_Activity_:
In the article below on Inlight's fellowship recipients, condense the paragraph beginning "Andrea McCracken is a master's student" into a short bulleted list that keeps its main facts.

_Source document_:

※

Buckley says university students invest significant time and money into their education and expect a quality experience.

“The post-secondary experience can be some of a student’s most formative years,” she says, “and our research will help shape that experience so that it might be more supportive.”

Here is the full list of Inlight’s inaugural research fellowship award recipients:

Maya E. Amestoy

Maya E. Amestoy is a master’s student in clinical psychology in the department of psychological clinical science at U of T Scarborough. Her research explores the relationship between positive school support and internalized stigma and psychological well-being in LGBTQ+ post-secondary students. Supervised by Associate Professor Amanda A. Uliaszek, Amestoy’s research aims to mobilize support for inclusivity in post-secondary settings.

Lauren Brown

Lauren Brown is a PhD student in the Ontario Institute for Studies in Education’s (OISE) department of curriculum, teaching and learning. Her research examines how students at U of T describe, learn about and act in support of their own wellbeing. The goal is to improve the teaching and learning of wellbeing on campus, and to take a strengths-based approach in learning about how students engage with their own mental health. Brown is supervised by Associate Professor Antoinette Gagne.

Rya Buckley

Rya Buckley is a master’s student in school and clinical child psychology at OISE. Her research sets out to examine the unique experiences of racialized university students in accessing mental health services and supports, including multiple intersecting identities. Buckley aims to add strength-based perspectives to the literature on racialized student mental health, highlighting both positive support-seeking experiences as well as room for improvement. Buckley is supervised by Assistant Professor Chloe Hamza.

Andrea McCracken

Andrea McCracken is a master’s student at the Leslie Dan Faculty of Pharmacy. Her research aims to explore a pharmacist’s role, including the use of digital technologies, in supporting post-secondary students with psychotropic medication management. Her study will increase the understanding about how pharmacists within the primary health-care system can care for post-secondary students during the transition to adulthood by managing mental illness using psychotropic medications. McCracken is supervised by Pharmacy’s Dean and Professor Lisa Dolovich.

Yiyi Wang

Yiyi Wang is a PhD student in the department of psychology at U of T Mississauga. Her research takes a student-centered approach in developing student-informed conceptualizations of wellbeing and a holistic approach to understanding what students need. Her research will test whether proposed mental health interventions, such as online tools and a self-developed chatbot, are beneficial to students’ coping skills and wellbeing. Wang is supervised by Associate Professor Norman Farb.

※

Data for pointing via referring expressions

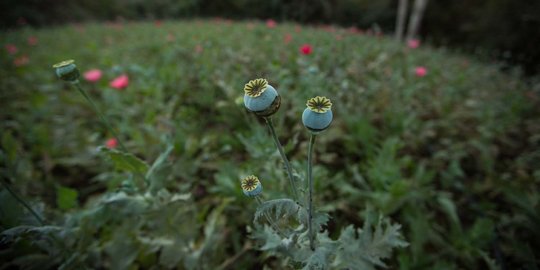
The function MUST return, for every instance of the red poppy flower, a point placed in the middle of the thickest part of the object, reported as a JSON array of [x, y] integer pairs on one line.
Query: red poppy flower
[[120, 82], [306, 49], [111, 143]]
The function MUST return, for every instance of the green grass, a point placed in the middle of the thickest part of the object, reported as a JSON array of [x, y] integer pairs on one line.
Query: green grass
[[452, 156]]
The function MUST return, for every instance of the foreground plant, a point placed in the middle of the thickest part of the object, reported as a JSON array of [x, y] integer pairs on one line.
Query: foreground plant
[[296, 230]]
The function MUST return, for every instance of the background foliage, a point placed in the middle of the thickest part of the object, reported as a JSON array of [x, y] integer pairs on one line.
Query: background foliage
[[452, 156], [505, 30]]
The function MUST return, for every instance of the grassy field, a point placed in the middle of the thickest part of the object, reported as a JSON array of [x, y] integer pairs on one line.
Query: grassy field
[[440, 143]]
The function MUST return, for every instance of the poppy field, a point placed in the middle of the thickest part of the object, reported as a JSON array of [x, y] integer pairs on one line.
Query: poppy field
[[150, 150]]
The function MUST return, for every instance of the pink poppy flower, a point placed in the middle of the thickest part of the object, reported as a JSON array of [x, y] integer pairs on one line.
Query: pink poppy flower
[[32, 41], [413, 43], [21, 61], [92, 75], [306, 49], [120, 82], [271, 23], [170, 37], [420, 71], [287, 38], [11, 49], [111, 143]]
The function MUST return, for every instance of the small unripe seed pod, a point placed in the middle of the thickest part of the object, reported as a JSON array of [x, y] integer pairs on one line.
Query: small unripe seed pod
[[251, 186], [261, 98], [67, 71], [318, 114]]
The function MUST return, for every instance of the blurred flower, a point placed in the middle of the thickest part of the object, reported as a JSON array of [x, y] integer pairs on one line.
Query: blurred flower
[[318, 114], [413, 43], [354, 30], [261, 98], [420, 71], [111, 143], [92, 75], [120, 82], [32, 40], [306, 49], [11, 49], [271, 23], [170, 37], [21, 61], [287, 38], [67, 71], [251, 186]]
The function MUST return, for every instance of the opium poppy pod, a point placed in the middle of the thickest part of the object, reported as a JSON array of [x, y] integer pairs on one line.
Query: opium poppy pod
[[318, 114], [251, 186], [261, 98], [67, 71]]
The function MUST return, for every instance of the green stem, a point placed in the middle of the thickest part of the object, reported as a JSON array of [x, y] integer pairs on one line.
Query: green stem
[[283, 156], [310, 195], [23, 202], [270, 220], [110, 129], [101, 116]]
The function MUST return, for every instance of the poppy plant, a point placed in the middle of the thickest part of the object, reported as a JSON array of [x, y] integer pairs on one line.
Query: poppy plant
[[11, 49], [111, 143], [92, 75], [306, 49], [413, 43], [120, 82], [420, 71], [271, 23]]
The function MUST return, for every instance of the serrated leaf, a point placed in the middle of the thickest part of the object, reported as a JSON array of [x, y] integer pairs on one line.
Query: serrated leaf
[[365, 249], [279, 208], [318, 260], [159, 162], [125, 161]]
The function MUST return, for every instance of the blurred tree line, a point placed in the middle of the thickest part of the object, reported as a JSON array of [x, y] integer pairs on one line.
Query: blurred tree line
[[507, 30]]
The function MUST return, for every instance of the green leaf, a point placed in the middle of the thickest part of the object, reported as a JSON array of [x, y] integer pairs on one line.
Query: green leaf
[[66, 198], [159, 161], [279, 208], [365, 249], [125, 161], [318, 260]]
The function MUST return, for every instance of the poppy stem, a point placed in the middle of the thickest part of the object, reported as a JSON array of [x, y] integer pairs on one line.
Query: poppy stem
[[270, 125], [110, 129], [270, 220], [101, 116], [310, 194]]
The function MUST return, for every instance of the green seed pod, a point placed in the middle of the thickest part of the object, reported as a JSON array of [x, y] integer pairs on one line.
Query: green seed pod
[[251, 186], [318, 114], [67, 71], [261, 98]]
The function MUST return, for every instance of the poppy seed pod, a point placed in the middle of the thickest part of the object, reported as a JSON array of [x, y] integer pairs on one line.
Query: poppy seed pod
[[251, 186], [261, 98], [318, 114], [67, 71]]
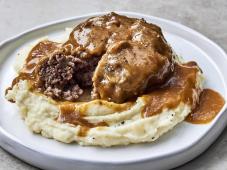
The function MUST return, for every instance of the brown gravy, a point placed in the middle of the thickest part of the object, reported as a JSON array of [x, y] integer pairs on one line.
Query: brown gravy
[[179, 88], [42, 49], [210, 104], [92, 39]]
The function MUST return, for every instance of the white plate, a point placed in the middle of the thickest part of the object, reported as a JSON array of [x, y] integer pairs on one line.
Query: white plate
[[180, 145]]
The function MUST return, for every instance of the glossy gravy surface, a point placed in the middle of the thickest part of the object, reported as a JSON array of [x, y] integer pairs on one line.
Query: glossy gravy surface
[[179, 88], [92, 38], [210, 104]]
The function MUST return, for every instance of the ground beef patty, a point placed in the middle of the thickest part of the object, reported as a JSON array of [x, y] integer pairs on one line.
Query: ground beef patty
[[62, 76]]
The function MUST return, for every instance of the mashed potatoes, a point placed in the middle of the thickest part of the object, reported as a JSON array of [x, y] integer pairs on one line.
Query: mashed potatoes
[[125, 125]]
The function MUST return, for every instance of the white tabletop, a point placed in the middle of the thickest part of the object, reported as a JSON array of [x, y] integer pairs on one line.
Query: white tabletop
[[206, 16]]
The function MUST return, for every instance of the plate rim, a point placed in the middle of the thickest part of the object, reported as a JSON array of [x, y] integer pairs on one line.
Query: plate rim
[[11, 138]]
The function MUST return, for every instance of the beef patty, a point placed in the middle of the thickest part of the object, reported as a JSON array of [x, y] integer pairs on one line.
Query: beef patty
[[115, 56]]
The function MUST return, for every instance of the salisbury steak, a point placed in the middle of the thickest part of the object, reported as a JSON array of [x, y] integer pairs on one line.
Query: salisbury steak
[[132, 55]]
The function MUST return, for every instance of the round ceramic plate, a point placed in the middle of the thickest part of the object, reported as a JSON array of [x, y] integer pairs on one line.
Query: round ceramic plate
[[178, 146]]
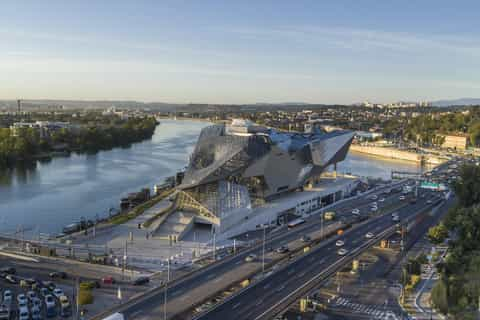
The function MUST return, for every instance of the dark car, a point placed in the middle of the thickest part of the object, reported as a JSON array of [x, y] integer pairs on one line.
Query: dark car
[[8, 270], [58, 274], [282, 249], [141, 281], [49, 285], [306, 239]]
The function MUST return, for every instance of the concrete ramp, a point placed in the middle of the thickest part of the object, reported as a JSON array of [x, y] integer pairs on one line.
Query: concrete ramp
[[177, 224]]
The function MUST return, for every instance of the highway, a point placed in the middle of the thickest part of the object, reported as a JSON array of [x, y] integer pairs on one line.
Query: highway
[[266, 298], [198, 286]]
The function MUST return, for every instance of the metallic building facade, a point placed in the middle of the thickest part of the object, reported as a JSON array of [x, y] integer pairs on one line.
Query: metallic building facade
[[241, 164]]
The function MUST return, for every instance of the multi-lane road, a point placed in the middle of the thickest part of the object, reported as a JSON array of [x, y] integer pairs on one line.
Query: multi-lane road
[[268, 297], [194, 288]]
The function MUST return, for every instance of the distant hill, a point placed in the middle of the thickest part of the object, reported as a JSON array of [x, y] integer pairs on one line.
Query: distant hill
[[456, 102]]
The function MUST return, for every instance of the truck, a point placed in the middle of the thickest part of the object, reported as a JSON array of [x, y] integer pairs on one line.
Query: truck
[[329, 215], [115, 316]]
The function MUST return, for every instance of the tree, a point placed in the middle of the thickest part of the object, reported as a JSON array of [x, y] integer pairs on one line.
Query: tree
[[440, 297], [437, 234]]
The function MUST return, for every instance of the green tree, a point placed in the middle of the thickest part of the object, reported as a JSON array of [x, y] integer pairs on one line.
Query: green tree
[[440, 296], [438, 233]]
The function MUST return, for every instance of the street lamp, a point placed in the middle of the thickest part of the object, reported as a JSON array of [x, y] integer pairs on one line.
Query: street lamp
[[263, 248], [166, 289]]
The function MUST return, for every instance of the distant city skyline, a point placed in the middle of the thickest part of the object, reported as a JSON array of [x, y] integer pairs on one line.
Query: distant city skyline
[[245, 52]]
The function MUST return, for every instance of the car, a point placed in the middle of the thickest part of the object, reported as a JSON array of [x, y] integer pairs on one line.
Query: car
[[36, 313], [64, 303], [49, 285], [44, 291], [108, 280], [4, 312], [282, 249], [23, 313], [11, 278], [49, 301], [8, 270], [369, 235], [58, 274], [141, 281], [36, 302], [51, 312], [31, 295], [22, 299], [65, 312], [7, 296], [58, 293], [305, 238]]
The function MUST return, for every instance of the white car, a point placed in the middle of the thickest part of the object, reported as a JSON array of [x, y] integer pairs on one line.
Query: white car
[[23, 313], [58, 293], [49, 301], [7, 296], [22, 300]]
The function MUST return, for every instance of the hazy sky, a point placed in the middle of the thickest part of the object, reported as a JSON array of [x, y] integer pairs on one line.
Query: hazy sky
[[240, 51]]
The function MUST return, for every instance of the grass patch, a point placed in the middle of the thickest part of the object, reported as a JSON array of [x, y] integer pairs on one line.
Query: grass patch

※

_Response area_:
- Master's student at the Leslie Dan Faculty of Pharmacy
- Researches the pharmacist's role, including the use of digital technologies, in supporting post-secondary students with psychotropic medication management
- Aims to increase understanding of how pharmacists in primary health care can help post-secondary students manage mental illness with psychotropic medications during the transition to adulthood
- Supervised by Pharmacy's Dean and Professor Lisa Dolovich